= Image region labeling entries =
━━━━━━━━━━━━━━━━

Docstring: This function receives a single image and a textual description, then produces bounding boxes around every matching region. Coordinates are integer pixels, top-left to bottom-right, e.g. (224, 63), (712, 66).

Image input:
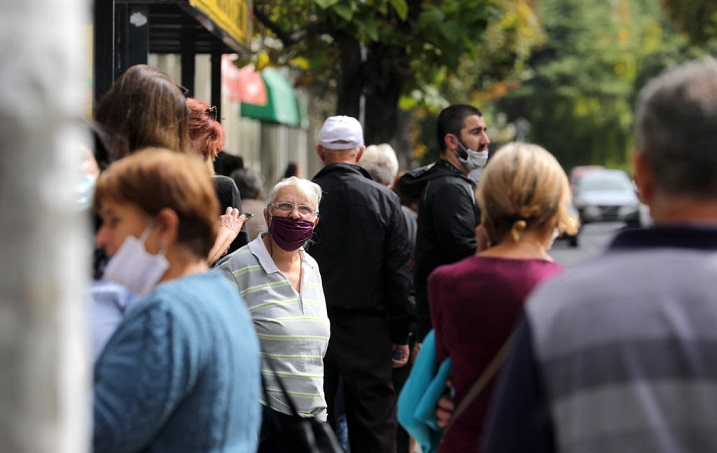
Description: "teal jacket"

(398, 330), (451, 453)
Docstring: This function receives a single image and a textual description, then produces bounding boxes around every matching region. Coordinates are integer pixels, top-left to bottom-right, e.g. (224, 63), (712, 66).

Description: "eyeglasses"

(271, 201), (316, 216)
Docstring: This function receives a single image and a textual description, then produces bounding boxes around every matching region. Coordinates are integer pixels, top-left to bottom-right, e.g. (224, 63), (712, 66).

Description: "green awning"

(241, 68), (306, 127)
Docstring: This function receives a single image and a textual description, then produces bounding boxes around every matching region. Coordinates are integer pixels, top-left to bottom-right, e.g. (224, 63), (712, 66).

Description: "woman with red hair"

(187, 98), (249, 263)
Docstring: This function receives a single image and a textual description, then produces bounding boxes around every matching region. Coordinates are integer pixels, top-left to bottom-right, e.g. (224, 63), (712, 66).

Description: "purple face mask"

(269, 216), (314, 252)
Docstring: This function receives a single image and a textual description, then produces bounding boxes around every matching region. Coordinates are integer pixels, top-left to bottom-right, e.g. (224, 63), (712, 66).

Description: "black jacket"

(398, 160), (480, 342)
(307, 164), (416, 344)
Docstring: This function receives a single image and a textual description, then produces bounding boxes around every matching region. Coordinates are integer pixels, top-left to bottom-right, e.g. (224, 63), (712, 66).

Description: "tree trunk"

(0, 0), (91, 453)
(364, 43), (410, 144)
(334, 33), (364, 118)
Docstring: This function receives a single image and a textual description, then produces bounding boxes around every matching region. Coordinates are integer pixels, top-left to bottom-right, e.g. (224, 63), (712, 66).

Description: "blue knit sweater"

(93, 273), (260, 453)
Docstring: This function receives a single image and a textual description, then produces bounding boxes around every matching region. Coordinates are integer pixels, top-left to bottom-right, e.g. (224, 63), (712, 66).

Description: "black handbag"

(257, 360), (344, 453)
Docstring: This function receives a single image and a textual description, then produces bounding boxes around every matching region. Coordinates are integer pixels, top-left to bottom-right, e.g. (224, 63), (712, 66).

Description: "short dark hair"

(436, 104), (483, 154)
(94, 64), (191, 160)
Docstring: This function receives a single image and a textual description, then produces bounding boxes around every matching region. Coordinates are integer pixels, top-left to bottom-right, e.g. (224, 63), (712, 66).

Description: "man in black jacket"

(398, 105), (490, 344)
(308, 116), (415, 453)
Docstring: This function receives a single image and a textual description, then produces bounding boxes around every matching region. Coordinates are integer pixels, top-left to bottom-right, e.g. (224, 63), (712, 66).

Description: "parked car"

(573, 169), (640, 223)
(568, 165), (605, 189)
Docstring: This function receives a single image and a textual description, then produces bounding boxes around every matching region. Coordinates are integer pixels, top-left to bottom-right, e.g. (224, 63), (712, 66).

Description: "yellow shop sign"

(189, 0), (251, 45)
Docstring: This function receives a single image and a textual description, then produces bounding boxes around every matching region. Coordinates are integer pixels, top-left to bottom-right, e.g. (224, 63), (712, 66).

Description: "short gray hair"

(266, 176), (322, 214)
(358, 143), (398, 186)
(635, 57), (717, 198)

━━━━━━━━━━━━━━━━

= EXERCISE INSTRUCTIONS =
List every line above that contains the word "black", copying each one in full. Treat uppercase and lowercase as different.

= RESPONSE =
Description: "black jacket"
Description: "black handbag"
Description: "man in black jacket"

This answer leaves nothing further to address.